## BEGIN SUPPLIED MATERIAL

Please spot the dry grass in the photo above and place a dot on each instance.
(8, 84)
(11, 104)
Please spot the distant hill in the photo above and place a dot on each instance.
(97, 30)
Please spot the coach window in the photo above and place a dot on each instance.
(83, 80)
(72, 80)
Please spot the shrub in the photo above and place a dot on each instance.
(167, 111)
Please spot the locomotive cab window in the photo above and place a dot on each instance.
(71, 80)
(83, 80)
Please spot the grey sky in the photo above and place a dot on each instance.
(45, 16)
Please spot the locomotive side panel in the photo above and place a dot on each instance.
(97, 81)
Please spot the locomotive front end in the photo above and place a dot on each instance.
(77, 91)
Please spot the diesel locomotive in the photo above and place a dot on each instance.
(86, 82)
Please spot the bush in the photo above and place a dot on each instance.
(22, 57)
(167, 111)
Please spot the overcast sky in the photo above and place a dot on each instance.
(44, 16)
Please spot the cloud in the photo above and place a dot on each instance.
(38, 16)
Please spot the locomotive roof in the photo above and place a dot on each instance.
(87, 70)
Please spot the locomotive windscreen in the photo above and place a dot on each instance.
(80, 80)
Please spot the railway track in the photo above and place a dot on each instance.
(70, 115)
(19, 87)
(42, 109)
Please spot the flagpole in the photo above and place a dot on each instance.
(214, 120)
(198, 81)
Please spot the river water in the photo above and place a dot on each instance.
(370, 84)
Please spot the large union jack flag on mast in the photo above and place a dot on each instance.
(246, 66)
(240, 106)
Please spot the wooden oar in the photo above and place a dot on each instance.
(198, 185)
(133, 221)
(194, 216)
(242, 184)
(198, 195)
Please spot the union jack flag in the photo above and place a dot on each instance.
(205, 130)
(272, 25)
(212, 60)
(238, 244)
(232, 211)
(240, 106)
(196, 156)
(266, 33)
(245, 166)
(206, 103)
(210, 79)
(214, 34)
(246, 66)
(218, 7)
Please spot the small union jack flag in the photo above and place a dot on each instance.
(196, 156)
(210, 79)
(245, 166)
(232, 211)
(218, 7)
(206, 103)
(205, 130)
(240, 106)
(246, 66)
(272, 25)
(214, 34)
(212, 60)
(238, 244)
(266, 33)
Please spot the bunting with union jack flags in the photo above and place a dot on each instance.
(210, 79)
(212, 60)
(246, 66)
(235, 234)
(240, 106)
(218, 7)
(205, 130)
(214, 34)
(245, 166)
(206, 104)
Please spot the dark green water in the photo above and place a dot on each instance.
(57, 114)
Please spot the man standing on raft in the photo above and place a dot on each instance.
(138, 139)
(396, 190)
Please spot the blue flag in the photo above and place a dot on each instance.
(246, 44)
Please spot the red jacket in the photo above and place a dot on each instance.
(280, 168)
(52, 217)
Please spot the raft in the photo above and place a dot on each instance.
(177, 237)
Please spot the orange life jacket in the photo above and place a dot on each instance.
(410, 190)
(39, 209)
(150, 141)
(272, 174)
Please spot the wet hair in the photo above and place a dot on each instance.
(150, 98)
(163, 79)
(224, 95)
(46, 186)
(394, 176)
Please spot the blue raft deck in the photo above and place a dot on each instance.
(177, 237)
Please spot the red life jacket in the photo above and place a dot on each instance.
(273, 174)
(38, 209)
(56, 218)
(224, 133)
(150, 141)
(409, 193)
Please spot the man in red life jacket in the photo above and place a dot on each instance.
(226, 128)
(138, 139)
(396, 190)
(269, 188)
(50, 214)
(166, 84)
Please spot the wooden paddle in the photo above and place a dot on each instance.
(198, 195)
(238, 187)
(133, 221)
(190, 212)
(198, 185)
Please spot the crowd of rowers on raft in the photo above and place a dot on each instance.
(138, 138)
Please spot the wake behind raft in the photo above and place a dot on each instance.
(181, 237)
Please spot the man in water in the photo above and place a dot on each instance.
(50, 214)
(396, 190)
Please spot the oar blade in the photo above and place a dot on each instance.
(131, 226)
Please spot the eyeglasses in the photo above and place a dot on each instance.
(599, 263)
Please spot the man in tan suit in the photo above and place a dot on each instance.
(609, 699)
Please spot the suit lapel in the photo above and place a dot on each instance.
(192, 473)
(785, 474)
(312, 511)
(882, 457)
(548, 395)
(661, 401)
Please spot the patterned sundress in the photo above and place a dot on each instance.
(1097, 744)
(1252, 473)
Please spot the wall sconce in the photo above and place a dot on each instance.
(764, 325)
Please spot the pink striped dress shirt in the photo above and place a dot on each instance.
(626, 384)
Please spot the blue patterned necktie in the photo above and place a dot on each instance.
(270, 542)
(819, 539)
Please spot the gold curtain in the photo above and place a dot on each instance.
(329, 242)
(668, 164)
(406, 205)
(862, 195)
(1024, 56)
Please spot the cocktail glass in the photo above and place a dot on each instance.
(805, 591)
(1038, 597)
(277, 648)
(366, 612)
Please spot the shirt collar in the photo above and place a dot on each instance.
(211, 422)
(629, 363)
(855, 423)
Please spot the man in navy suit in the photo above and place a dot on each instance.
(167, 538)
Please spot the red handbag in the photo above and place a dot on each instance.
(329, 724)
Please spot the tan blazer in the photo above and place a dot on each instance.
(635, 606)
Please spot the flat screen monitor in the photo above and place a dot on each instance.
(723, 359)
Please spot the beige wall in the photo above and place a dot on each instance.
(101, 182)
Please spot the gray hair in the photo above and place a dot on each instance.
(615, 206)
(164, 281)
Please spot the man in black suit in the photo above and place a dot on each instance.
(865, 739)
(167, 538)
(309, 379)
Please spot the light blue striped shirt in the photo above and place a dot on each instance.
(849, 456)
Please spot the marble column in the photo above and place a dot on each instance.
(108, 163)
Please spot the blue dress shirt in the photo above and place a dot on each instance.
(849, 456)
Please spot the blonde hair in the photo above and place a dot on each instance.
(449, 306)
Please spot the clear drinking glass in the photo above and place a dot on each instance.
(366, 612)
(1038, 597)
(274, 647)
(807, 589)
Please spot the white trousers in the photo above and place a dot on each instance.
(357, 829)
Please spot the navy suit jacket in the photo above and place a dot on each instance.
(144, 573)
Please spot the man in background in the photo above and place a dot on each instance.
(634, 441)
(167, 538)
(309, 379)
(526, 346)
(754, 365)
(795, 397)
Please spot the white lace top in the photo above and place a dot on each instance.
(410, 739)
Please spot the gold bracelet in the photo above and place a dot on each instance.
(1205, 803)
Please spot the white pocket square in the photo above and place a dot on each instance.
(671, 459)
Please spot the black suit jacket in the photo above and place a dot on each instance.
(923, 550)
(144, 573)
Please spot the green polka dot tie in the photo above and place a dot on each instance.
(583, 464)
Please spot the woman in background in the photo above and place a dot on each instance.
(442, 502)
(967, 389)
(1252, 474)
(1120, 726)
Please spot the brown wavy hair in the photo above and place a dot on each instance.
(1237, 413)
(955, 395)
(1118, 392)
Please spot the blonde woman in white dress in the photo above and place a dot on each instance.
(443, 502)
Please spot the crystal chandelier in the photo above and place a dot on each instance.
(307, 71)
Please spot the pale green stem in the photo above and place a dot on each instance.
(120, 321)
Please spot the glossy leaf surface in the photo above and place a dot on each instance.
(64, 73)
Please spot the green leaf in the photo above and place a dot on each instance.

## END SUPPLIED MATERIAL

__INSTRUCTIONS FOR THE TASK__
Exactly as written, give again every line from the one containing "Please spot the gold bracelet" through the last line of the material above, and no other lines.

__CORRECT RESPONSE__
Please spot the gold bracelet in the photo above and place a dot on each instance.
(1205, 803)
Please spot the white pocket square in the photo above and place a dot on each instance.
(671, 459)
Please spot the black suit jacket in the photo above and place a dot on each instance.
(923, 550)
(144, 573)
Please spot the green polka dot tie in the photo above and place a dot on each instance.
(583, 464)
Please spot the woman in background in the photo above and place a dot on each instance.
(442, 502)
(967, 389)
(1252, 474)
(1120, 726)
Please spot the brown wavy hair in the photo above and place a dot on each instance.
(1237, 413)
(955, 395)
(1118, 392)
Please spot the blonde woman in white dress in the photo above and place a dot on each instance.
(443, 502)
Please spot the crystal chandelier in the photo above and place a dot on each instance.
(307, 71)
Please spot the pale green stem in the photo above and place a dot on each instance.
(120, 321)
Please spot the glossy leaf surface in the photo above and place a dot on each instance.
(64, 73)
Please spot the green leaf in the photo above and place a dot on each instance.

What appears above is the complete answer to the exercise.